[Extracted material]:
——————————

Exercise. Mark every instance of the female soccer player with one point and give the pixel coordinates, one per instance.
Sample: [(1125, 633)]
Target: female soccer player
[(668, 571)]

——————————

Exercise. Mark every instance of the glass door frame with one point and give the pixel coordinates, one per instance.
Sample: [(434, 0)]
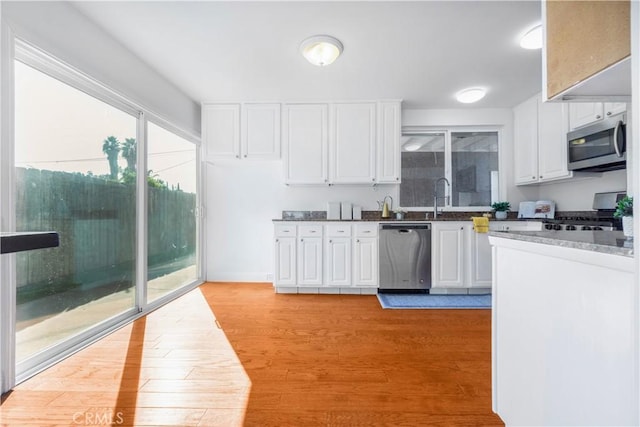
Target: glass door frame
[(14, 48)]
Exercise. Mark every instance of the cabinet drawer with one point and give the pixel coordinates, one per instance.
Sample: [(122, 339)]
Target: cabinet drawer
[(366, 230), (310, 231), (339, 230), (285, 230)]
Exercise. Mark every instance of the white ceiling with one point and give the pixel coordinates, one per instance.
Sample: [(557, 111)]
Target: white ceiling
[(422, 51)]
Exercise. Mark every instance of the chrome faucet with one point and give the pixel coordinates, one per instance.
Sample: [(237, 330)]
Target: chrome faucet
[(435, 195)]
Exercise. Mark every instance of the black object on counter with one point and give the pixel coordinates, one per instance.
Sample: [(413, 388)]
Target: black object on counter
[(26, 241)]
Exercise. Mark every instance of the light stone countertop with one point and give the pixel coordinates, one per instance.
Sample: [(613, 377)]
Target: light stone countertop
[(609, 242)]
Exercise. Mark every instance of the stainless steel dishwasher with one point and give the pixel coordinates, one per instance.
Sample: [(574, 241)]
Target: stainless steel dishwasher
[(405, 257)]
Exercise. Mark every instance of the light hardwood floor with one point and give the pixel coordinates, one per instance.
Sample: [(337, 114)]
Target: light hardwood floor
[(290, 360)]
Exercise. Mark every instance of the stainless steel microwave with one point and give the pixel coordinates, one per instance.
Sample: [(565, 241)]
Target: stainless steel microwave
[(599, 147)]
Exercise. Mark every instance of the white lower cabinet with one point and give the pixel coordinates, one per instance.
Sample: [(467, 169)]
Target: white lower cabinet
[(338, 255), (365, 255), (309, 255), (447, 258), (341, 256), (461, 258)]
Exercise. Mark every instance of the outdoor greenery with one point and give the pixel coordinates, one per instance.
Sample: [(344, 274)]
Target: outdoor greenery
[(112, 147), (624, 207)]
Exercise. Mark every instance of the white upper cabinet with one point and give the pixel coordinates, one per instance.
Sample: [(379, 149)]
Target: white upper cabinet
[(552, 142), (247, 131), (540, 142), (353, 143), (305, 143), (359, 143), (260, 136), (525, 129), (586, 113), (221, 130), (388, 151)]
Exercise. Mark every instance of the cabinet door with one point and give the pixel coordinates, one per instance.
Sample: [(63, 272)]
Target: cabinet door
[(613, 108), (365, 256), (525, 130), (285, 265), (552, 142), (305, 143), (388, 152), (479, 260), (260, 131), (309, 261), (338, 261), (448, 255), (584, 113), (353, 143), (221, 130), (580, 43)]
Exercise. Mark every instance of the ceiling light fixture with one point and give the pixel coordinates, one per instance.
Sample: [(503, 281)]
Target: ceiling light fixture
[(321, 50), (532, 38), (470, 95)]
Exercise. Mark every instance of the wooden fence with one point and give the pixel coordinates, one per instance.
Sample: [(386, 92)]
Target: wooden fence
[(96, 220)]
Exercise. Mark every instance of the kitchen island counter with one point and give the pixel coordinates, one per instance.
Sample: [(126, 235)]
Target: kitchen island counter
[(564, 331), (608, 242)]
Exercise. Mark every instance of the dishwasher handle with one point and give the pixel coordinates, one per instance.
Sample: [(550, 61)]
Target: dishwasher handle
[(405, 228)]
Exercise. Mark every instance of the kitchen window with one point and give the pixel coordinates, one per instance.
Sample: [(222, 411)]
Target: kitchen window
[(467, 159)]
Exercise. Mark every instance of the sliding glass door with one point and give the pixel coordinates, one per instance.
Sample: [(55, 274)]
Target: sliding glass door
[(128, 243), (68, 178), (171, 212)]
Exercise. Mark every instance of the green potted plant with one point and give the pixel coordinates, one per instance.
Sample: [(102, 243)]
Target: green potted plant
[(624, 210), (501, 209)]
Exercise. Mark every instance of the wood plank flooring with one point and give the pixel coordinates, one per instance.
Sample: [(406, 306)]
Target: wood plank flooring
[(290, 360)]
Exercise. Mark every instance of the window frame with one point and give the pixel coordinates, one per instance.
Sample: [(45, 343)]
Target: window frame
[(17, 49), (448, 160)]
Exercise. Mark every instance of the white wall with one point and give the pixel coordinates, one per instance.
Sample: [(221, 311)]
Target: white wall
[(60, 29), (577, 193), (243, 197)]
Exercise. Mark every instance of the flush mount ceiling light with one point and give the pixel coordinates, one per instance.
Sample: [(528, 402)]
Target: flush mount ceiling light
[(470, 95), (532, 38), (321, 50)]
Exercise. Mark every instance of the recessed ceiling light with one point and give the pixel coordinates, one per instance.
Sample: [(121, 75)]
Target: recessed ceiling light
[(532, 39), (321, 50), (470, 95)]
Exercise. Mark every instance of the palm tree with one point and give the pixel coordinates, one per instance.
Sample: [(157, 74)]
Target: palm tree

——————————

[Exercise instructions]: The lines that mention the word "tree" should be pulled from the records above.

[Answer for this exercise]:
Exercise. Mark every instance of the palm tree with one point and give the pixel coordinates, one per instance.
Target: palm tree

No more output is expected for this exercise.